** begin GIVEN RECORDS **
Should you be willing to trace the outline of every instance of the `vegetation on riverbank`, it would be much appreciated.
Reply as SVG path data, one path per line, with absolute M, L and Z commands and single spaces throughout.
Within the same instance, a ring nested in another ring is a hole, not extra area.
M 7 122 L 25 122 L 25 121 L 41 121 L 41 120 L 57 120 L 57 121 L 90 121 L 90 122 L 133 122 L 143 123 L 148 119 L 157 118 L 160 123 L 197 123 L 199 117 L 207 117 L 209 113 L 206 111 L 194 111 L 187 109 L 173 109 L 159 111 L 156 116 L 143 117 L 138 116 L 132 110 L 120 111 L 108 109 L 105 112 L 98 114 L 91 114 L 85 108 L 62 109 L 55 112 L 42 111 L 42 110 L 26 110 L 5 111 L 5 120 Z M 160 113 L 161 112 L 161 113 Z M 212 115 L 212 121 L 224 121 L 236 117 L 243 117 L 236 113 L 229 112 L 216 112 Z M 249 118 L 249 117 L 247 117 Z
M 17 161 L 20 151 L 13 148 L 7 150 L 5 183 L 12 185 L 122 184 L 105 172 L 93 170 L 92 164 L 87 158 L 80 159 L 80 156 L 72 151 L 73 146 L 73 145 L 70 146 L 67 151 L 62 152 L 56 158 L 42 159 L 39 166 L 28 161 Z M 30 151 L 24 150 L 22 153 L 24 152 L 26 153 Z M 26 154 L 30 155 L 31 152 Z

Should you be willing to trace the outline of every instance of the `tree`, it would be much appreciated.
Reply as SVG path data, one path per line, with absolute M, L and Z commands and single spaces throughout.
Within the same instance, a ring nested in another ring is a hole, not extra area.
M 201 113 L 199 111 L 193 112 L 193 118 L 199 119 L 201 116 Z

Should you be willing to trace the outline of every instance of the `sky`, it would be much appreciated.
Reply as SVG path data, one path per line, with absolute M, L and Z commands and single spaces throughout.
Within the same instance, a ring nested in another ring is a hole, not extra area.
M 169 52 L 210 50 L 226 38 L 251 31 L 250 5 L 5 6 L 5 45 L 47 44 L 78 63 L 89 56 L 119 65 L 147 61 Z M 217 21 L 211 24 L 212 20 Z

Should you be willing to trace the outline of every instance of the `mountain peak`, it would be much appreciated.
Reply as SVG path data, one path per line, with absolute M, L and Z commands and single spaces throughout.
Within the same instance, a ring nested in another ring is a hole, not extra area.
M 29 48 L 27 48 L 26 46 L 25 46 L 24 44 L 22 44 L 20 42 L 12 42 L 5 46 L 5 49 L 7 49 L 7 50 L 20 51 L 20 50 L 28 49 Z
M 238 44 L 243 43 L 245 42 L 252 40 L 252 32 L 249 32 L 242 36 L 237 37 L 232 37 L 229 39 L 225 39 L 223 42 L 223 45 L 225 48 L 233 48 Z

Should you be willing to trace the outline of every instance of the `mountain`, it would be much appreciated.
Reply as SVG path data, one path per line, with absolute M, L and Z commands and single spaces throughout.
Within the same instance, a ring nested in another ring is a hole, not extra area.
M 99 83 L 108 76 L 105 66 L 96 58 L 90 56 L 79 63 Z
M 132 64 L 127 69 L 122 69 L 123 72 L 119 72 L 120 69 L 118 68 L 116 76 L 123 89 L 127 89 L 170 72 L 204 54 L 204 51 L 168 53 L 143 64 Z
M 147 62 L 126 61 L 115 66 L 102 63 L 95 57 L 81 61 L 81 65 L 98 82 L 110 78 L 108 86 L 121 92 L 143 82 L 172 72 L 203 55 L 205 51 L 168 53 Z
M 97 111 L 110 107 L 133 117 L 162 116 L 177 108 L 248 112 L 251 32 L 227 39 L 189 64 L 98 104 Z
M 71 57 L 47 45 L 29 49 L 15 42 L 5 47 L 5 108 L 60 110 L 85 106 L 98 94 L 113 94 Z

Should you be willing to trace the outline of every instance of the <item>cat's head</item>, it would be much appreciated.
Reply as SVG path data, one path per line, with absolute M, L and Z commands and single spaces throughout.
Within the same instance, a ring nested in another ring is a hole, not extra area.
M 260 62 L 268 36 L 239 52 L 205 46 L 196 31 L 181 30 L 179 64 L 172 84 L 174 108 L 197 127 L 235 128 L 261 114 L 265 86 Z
** end GIVEN RECORDS **
== REQUIREMENT ==
Take the listing above and set it down exactly.

== FINAL RESULT ==
Should you be willing to trace the outline of every instance of the `vegetation on riverbank`, it would be much appreciated.
Reply as SVG path data, one path per line, with absolute M, L and Z commands and single spaces throughout.
Within the same instance, a ring nested in another ring is a hole, not extra area.
M 7 122 L 25 122 L 25 121 L 41 121 L 41 120 L 57 120 L 57 121 L 90 121 L 90 122 L 133 122 L 143 123 L 148 119 L 157 118 L 160 123 L 197 123 L 199 117 L 207 117 L 209 113 L 206 111 L 194 111 L 187 109 L 173 109 L 159 111 L 156 116 L 143 117 L 138 116 L 132 110 L 120 111 L 108 109 L 105 112 L 98 114 L 91 114 L 85 108 L 62 109 L 55 112 L 42 111 L 42 110 L 26 110 L 5 111 L 5 120 Z M 160 113 L 161 112 L 161 113 Z M 212 115 L 212 121 L 224 121 L 236 117 L 243 117 L 236 113 L 229 112 L 216 112 Z M 249 118 L 249 117 L 247 117 Z
M 17 161 L 20 151 L 13 148 L 7 150 L 5 183 L 12 185 L 122 184 L 105 172 L 93 170 L 92 164 L 87 158 L 80 159 L 80 156 L 72 151 L 73 146 L 73 145 L 70 146 L 67 151 L 62 152 L 56 158 L 42 159 L 39 166 L 28 161 Z M 30 151 L 24 150 L 22 153 L 24 152 L 26 153 Z M 26 154 L 30 155 L 31 152 Z

Should you be willing to trace the outline of every instance of the `tree`, it would be much appreciated.
Reply as SVG path data, one path per line, with absolute M, L and Z commands and single spaces throughout.
Within the same instance, a ring nested in another ring is a hole, not extra area.
M 201 113 L 199 111 L 193 112 L 193 118 L 199 119 L 201 116 Z

Should you be willing to trace the outline of every instance of the `sky`, it would be much appreciated.
Reply as SVG path data, one path per line, with absolute M, L and Z commands and single spaces throughout.
Within the same instance, a ring nested in another ring is a hole, not extra area.
M 169 52 L 210 50 L 226 38 L 251 31 L 250 5 L 5 6 L 5 45 L 47 44 L 78 63 L 89 56 L 119 65 L 147 61 Z M 217 21 L 211 24 L 212 20 Z

Should you be willing to trace the outline of every instance of the `mountain peak`, it would be much appreciated.
Reply as SVG path data, one path per line, with absolute M, L and Z commands and single spaces throughout.
Within the same instance, a ring nested in another ring is a hole, not extra area.
M 29 48 L 27 48 L 26 46 L 25 46 L 24 44 L 22 44 L 20 42 L 12 42 L 5 46 L 5 49 L 7 49 L 7 50 L 20 51 L 20 50 L 28 49 Z
M 238 44 L 243 43 L 245 42 L 252 40 L 252 32 L 249 32 L 242 36 L 237 37 L 232 37 L 229 39 L 225 39 L 223 42 L 223 45 L 225 48 L 233 48 Z

Should you be willing to trace the outline of every instance of the `mountain`, it would be much appreciated.
Reply as SVG path data, one path per line, with absolute M, L and Z commands and single spaces throughout.
Within the same instance, a ring nested in another ring is a hole, not extra area.
M 99 83 L 108 76 L 105 66 L 96 58 L 90 56 L 79 63 Z
M 132 64 L 127 69 L 122 69 L 123 72 L 119 72 L 120 69 L 118 68 L 116 76 L 123 89 L 127 89 L 170 72 L 204 54 L 204 51 L 168 53 L 143 64 Z
M 147 62 L 126 61 L 115 66 L 102 63 L 95 57 L 81 61 L 81 65 L 98 82 L 110 78 L 108 86 L 121 92 L 143 82 L 172 72 L 203 55 L 205 51 L 168 53 Z
M 97 111 L 110 107 L 133 117 L 162 116 L 177 108 L 248 112 L 251 32 L 227 39 L 189 64 L 98 104 Z
M 71 57 L 47 45 L 29 49 L 15 42 L 5 47 L 5 108 L 60 110 L 85 106 L 98 94 L 113 94 Z

Should you be willing to trace the outline of every instance of the <item>cat's head</item>, it would be much appreciated.
Reply as SVG path data, one path per line, with absolute M, L and Z commands and single spaces throughout.
Within the same instance, a ring nested in another ring is a hole, not extra area.
M 260 62 L 268 36 L 239 52 L 205 46 L 196 31 L 181 30 L 179 64 L 172 84 L 174 108 L 197 127 L 235 128 L 261 114 L 265 86 Z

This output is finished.